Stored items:
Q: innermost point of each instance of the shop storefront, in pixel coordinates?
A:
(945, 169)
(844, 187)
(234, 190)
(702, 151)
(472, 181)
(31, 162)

THE PROBLEM: So that nothing differs from the original, transcribe all of the records above.

ANSWER BELOW:
Q: innermost point of each instance of the shop storefront, in pixel coordinates?
A:
(945, 169)
(844, 187)
(234, 190)
(702, 151)
(472, 181)
(31, 162)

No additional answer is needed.